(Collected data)

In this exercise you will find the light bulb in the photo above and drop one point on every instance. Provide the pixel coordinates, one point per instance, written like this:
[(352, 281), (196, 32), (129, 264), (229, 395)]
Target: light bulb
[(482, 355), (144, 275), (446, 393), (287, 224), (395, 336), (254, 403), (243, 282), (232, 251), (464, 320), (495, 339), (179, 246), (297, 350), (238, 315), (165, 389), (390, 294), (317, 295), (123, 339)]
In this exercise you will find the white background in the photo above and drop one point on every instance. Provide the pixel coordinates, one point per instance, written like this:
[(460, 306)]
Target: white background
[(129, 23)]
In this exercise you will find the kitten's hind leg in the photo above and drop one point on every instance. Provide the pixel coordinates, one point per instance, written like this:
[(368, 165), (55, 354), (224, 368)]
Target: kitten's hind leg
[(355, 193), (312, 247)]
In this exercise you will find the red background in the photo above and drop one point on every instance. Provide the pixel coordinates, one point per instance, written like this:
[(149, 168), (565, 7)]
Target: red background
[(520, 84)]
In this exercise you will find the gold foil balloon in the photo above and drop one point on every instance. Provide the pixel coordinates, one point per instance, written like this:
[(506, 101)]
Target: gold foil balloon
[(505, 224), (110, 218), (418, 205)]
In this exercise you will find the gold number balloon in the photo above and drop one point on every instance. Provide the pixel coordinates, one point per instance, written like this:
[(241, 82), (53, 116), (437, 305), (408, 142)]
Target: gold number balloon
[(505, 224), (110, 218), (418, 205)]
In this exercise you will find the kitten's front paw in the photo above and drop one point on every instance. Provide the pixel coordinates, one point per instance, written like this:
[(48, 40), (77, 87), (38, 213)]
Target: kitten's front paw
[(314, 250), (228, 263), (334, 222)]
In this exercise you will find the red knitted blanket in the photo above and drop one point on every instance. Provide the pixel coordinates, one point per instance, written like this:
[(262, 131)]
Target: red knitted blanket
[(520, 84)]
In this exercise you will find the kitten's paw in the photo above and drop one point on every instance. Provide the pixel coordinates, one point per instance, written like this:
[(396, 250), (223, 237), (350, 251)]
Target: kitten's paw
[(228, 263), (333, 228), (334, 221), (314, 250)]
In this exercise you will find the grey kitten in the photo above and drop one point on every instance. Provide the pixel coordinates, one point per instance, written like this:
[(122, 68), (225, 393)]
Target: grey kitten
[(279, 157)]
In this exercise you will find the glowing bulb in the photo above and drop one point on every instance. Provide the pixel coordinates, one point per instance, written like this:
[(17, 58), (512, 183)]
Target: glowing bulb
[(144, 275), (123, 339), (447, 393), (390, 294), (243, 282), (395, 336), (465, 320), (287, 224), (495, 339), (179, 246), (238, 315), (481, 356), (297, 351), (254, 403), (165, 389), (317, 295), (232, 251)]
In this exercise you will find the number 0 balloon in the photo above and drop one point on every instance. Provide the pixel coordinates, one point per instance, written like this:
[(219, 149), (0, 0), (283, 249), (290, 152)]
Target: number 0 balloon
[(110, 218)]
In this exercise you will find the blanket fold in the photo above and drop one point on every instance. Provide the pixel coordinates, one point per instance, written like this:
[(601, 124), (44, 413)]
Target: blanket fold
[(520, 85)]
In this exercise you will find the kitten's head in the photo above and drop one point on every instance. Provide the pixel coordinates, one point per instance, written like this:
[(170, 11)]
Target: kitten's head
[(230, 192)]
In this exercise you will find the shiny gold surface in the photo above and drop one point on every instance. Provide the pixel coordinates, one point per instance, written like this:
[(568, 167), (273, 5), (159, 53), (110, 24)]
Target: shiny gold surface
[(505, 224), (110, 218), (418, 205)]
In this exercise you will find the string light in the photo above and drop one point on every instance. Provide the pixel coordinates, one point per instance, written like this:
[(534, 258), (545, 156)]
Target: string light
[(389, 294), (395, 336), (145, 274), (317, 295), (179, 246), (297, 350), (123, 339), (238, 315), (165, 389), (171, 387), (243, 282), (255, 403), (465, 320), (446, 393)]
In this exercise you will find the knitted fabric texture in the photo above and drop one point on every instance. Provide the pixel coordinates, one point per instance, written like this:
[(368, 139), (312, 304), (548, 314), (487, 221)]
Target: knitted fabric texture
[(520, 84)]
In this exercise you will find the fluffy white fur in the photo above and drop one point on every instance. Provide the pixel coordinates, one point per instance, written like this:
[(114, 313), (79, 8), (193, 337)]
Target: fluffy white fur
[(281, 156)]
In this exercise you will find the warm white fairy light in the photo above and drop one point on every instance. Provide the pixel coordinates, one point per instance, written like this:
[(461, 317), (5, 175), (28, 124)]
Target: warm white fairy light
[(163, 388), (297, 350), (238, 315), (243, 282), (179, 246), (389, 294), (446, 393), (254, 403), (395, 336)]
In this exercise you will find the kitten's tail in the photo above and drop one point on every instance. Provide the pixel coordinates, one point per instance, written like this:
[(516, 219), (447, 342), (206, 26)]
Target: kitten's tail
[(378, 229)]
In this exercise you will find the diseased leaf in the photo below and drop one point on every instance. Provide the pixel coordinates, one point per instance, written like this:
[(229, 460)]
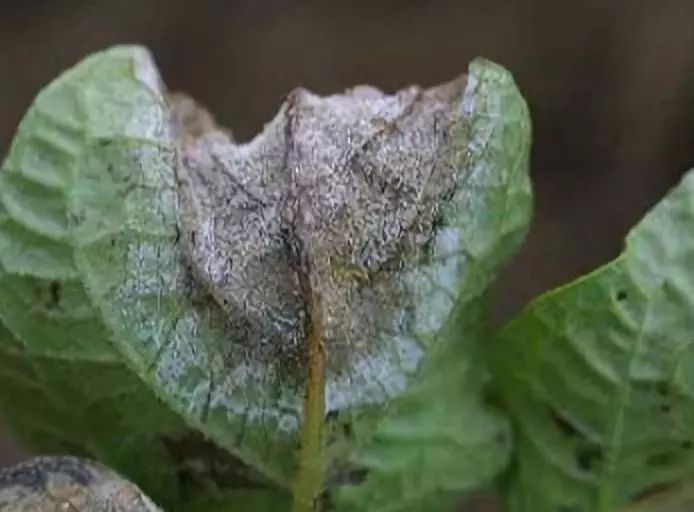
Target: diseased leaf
[(598, 375), (50, 484), (438, 440), (318, 288)]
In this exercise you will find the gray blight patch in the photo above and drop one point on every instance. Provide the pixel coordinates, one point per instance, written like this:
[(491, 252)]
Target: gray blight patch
[(351, 184)]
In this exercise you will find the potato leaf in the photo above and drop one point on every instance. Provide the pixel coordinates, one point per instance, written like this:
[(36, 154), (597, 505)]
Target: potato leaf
[(318, 288), (598, 375)]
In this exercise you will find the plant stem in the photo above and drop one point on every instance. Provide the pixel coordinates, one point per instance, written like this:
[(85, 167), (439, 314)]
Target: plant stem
[(309, 478)]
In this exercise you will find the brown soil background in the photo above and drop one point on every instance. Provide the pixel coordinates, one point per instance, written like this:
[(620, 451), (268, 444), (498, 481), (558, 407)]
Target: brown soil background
[(610, 86)]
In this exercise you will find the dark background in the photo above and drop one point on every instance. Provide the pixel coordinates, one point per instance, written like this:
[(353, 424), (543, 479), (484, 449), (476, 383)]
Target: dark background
[(610, 85)]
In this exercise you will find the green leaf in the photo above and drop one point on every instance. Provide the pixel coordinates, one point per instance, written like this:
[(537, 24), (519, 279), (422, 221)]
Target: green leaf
[(438, 440), (598, 374), (110, 303), (63, 388)]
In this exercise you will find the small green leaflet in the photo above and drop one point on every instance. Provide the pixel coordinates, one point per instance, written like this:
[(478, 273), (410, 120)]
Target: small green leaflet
[(109, 349), (599, 375)]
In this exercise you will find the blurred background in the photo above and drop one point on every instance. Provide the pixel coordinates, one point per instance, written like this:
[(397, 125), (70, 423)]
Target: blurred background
[(610, 87)]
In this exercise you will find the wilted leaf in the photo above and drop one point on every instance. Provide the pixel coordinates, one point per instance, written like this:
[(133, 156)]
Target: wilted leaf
[(598, 375), (50, 484), (318, 287)]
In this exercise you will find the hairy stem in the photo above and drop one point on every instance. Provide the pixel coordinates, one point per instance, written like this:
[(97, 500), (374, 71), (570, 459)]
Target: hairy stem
[(309, 478)]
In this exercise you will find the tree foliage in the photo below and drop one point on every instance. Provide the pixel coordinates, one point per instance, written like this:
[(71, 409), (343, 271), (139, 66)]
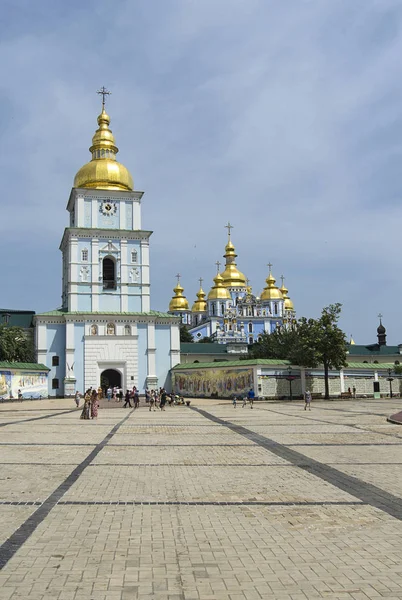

> **TASK PROMPT**:
Copy out all the data above exactly as written. Skip the pictures.

> **PROBLEM SOLUTION**:
In this exercise you will find the light bulb in the photo above and drop one point on every instance. Provide the pixel coordinates, one point per instance, written like this:
[(352, 281), (196, 32), (129, 264), (229, 395)]
Target: light bulb
[(482, 355), (144, 275), (446, 393), (287, 224), (395, 336), (254, 403), (243, 282), (232, 251), (464, 320), (495, 339), (179, 246), (297, 350), (238, 315), (165, 389), (390, 294), (317, 295), (123, 339)]
In this exercise you will find the white background in the photo above and drop one point on every instance. Provide the pixel coordinates, one point per instance, written like this:
[(460, 306)]
Target: white background
[(129, 23)]
In this exercise you will find the kitten's hind leg in the photo above and drop one point on every instance. Provide the pixel coordinates, one point per instance, written like this:
[(368, 165), (55, 354), (224, 368)]
Target: kitten's hind leg
[(355, 193), (312, 247)]
In this exercise you will find the red background in the photo above and drop one point on every instance. Provide the pixel coordinates, one point per instance, written like this:
[(149, 168), (565, 7)]
Target: red background
[(520, 84)]
In this exercise you will find the gold foil balloon in the photo above and drop one point on every instance. Provide the pixel coordinates, one point per instance, written like this:
[(506, 101)]
Target: gold foil balloon
[(505, 224), (110, 218), (418, 205)]
In this exercise you will find the gold number balloon in the photo above and drop one point on every instance. Provide the pixel coordinates, one point per instance, written like this:
[(241, 82), (53, 116), (437, 305), (408, 142)]
Target: gold number balloon
[(505, 224), (110, 218), (418, 205)]
In this exercise you will find the kitten's front paw in the photo above and drop one point on every instance. Provide the pixel coordinates, one point per instance, written like this:
[(48, 40), (77, 87), (38, 213)]
Target: kitten's front paw
[(314, 250), (228, 263), (334, 222)]
In this exercise you will find the red knitted blanket in the photo above and drop one point on every instance. Provide the pixel coordinates, one point per instance, written like this:
[(262, 131)]
Target: red knitted blanket
[(520, 84)]
In this exercise you will find the kitten's paw in the photo above and drop one point on every instance. Provide the pixel coordinates, one point per instance, written like this:
[(396, 250), (223, 237), (350, 251)]
Target: kitten's paw
[(228, 263), (333, 228), (334, 221), (314, 250)]
In this exercise you will find the grey kitten in the photo above and drop one point on every instance. Provide the pixel coordinates, one point per instance, written like this:
[(122, 68), (225, 393)]
Target: grey kitten
[(279, 157)]
In this exercise you will find the glowing bulb in the photo above and drop one point on every instance. Provide the pixel coordinates, one point per instance, written like this:
[(17, 58), (512, 183)]
Target: glowing bulb
[(144, 275), (123, 339), (447, 393), (390, 294), (243, 282), (395, 336), (465, 320), (287, 224), (495, 339), (179, 246), (238, 315), (481, 356), (297, 351), (254, 403), (165, 389), (317, 295), (232, 251)]
In this exercise you will find the number 0 balloon in the photo above and drop one point on every instance. Provide the pixel coordinates, one point per instance, written like this:
[(219, 149), (0, 0), (283, 249), (290, 152)]
Target: number 0 balloon
[(110, 218)]
In this exercise you will find the blanket fold in the photo above and drop one point on every instance. Provide the pixel coordinates, one point per instance, written like this:
[(601, 124), (44, 413)]
Target: blanket fold
[(520, 85)]
In this exercise you will find the kitten's head in the photo above and drop one point on every instance. Provide the pixel coordinates, one point per instance, written like this:
[(170, 11)]
Target: kitten's head
[(230, 192)]
In this exercise you will find the shiny gold surface in the photo above and drop one point on every instance. Provide the pixel coordinates, one point per instance, written like this:
[(568, 167), (273, 5), (159, 53), (110, 24)]
Target: shiny gold surface
[(505, 224), (110, 218), (418, 205)]
In this exercise you will find the string light in the photo above and drop one point on every instance. Provide the pixel coordinates, one point per instance, written like this:
[(534, 258), (545, 156)]
Target: string light
[(389, 294), (395, 336), (145, 274), (317, 295), (179, 246), (297, 350), (123, 339), (238, 315), (165, 389), (171, 387), (243, 282), (255, 403), (465, 320), (446, 393)]
In this exercise you will find the knitted fabric texture in the photo above and drop one point on every instance. Provide the pixel coordinates, one point per instance, written like this:
[(368, 139), (312, 304), (548, 314), (487, 221)]
Target: knitted fabric texture
[(520, 84)]
In this exercise you will find the fluffy white fur in the photo above and drop one point on every instance. Provide the pixel coordinates, one point per instance, written like this:
[(114, 313), (79, 8), (193, 337)]
Target: fluffy white fur
[(281, 156)]
In this exercise you will find the warm white fairy light in the photo above and drop one point on every instance. Provide the pixel coordinates, one point per instance, written like this:
[(461, 317), (5, 175), (28, 124)]
Target: warm white fairy light
[(163, 388), (297, 350), (238, 315), (243, 282), (179, 246), (389, 294), (446, 393), (254, 403), (395, 336)]
In this exercise you will find the kitten's tail in the photo above and drop one point on every instance. Provide the pixel coordinates, one point per instance, written like this:
[(516, 219), (447, 342), (206, 26)]
Target: kitten's tail
[(378, 229)]
In this exercise you will find the diseased leaf in the photo below and drop one point on every instance. Provide the pixel coordinates, one point per instance, written like this:
[(229, 460)]
Target: diseased leaf
[(598, 375), (50, 484), (438, 440), (318, 288)]
In this exercise you will find the gray blight patch in the photo above and drop one point on every instance. Provide the pixel coordinates, one point per instance, written like this:
[(491, 252)]
Target: gray blight patch
[(351, 184)]
In this exercise you will find the potato leaf in the photo above and drop one point on every instance. Provide the pixel coordinates, one point per instance, written like this:
[(36, 154), (597, 505)]
Target: potato leaf
[(318, 288), (598, 375)]
In this exercise you will find the plant stem in the photo above and drop one point on every instance. Provide the pixel coordinates, one point per instance, written like this:
[(85, 167), (439, 314)]
Target: plant stem
[(309, 478)]
In this exercise you will find the brown soil background in the photo above and drop one point on every instance. Provide the pixel coordinates, one point per instance, written like this:
[(620, 451), (268, 444), (498, 481), (558, 407)]
Target: brown soil background
[(610, 86)]
In this exercise you will find the dark background in the photo above and drop one point on every instance. Provide the pixel coordinates, one point per instance, written like this:
[(353, 424), (543, 479), (484, 449), (476, 383)]
Target: dark background
[(610, 85)]
In this exercise you will find the green leaf in the photo above and drop one point on every instance. Provide the pixel coordinates, one point per instance, written like this:
[(537, 24), (519, 279), (422, 221)]
Target: green leaf
[(438, 440), (598, 374), (110, 303), (63, 388)]
In this exercise you will find the small green leaflet in the photo above and drop one point on every instance. Provide the pixel coordinates, one point per instance, written like this:
[(478, 273), (410, 120)]
Target: small green leaflet
[(109, 349), (599, 375)]
In this exercise you will find the blurred background in the photo above and drop one point on every instance. Provide the pixel coordinates, one point per instance, written like this:
[(397, 125), (70, 423)]
Target: blurred background
[(610, 87)]
In this exercise you will find the wilted leaf in the photo above and drop one point on every instance. Provide the pixel coordinates, one point per instance, written like this:
[(133, 156)]
Target: wilted leaf
[(598, 375), (50, 484), (318, 287)]
In this exercise you will find the hairy stem in the photo above and drop one point on every instance. Provide the pixel coordinates, one point per instance, written like this:
[(97, 500), (374, 71), (570, 459)]
Target: hairy stem
[(309, 478)]
In this exercise you will find the tree foliage in the photo below and drop one point on every instance. Provide the pixel coordinates, one point per instance, written like this:
[(71, 409), (343, 271), (139, 66)]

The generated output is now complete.